··· RECORDS TO PROCESS
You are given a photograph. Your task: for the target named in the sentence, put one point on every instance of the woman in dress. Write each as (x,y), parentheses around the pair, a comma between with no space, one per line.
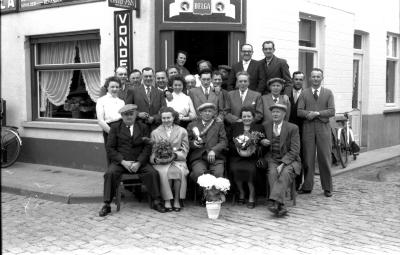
(172,171)
(243,166)
(107,106)
(180,102)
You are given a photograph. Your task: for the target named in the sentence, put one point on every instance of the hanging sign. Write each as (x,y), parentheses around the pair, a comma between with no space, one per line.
(123,39)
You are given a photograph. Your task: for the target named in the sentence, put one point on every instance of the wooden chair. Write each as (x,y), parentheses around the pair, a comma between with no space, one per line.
(132,180)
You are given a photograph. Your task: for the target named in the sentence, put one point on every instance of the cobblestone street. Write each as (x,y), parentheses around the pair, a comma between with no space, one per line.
(362,217)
······
▸ **STATED PROBLEM**
Every record above should come back exactly, but without its pictures.

▸ **WRITTEN RESPONSE**
You are given a photograph. Your task: for the target named in the sentence, put one point on every instance of the woman in dress. Write each as (x,y), parentheses around the pair, a comma between with no space, one per line.
(172,171)
(243,166)
(107,106)
(180,102)
You are given a photograph. Your task: for the target named in the sentence, put one point on every instance of the hanging sign. Write each as (x,y), parentheses around the pair, a comma between with no space, one per line.
(123,39)
You are given a photograph. Your task: for the target named in the sentence, put one point on every instance of the wooden chair. Write each as (x,y), parentheses around the pair, a comma between with no space, one per line.
(132,180)
You are given a photograph. Your task: for the target named in the sentence, put one point on every instance of the cobblestone street. Write each as (x,y), parentheses around the pair, a comma between with no space, one per line.
(362,217)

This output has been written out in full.